- [Exercises]:
[a] Answer these questions from the news report on the BMA and the work capability assessment, one answer per line, marked the same way:
(i) In what year was the work capability assessment introduced?
(ii) How many doctors signed the open letter?
(iii) At which BMA meeting did doctors vote to demand the assessment's end, and when was it held?
[b] According to the news report on the BMA and the work capability assessment, why has the assessment caused mounting anger among activists and disabled benefit claimants? Answer in one to three sentences.
[c] Continue the news report on the BMA and the work capability assessment from the point where it ends.

- [Provided passage]:
*-*-*

Disabled activists could target the British Medical Association (BMA) with direct action protests after it refused to campaign for the government’s “fitness for work” test to be scrapped, despite an overwhelming vote by its members.{jcomments on}


{EMBOT SUBSCRIPTION=5,6}Doctors at the British Medical Association’s (BMA’s) annual representative meeting (ARM) were almost unanimous in voting last June for the organisation to “demand” that the work capability assessment (WCA) – which tests eligibility for out-of-work disability benefits – should end immediately.

The assessment has caused mounting anger among activists and disabled benefit claimants since its introduction in 2008, because of links with relapses, episodes of self-harm, and even suicides and other deaths, among those who have been assessed.

And now, in an open letter, 26 doctors have spoken of their “dismay” at the failure of the BMA’s leadership to do anything “meaningful” to push for the end of the WCA.

The letter says: “As doctors on the front line witnessing daily the enormous avoidable suffering of many of our most vulnerable patients caught up in this Kafkaesque system of ‘disability assessment’, we find this failure to meaningfully engage unacceptable.”

*-*-*

- [Data below]:
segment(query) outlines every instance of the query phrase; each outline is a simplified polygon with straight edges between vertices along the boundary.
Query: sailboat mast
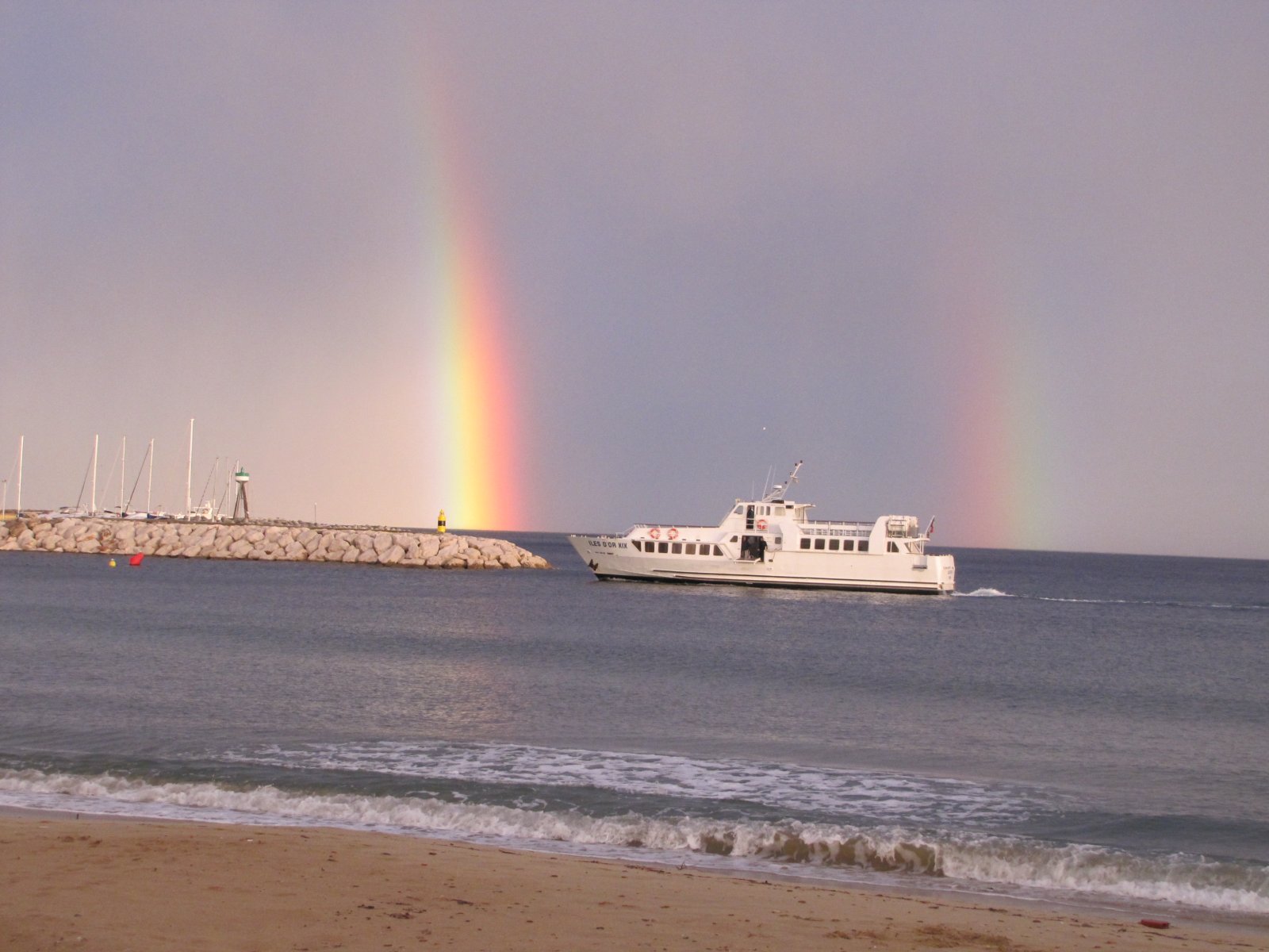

*-*-*

- [Solved tasks]:
[a]
(i) 2008
(ii) 26
(iii) The BMA's annual representative meeting (ARM), held last June

[b] The assessment has been linked to relapses, episodes of self-harm, suicides and other deaths among the people assessed. That link has fueled growing anger among activists and disabled claimants since the assessment began in 2008.

[c]
The BMA claimed this week that it had held “constructive meetings” with the Disability Benefits Consortium and Citizens Advice, and had produced “numerous parliamentary briefings” for MPs and peers “pointing out the flaws with the current system”.

It claimed to have carried out media work to publicise its views, and to have raised the WCA issue directly with ministers.

It also pointed to its submission to the third review of the WCA by Professor Malcolm Harrington.  

But a press release it published last September after submitting that response was far weaker than the ARM motion, and merely stated that it was “concerned” that “some of the most vulnerable and weakest in our society are not receiving the support that they need through the ESA”.

Disability News Service (DNS) has seen one BMA parliamentary briefing, published in January 2013 and sent to MPs and peers – although it is not clear how many – which did call for the WCA to end “with immediate effect”, but has not seen any other evidence of BMA attempts to push for the test to be scrapped.

A BMA spokesman said: “We have said the system needs to be replaced.

“We have put forward serious objections to the problems with this system which our members have asked us to do. We have said this system needs to be fundamentally changed. We feel we have made a huge amount of effort into trying to get those flaws addressed.”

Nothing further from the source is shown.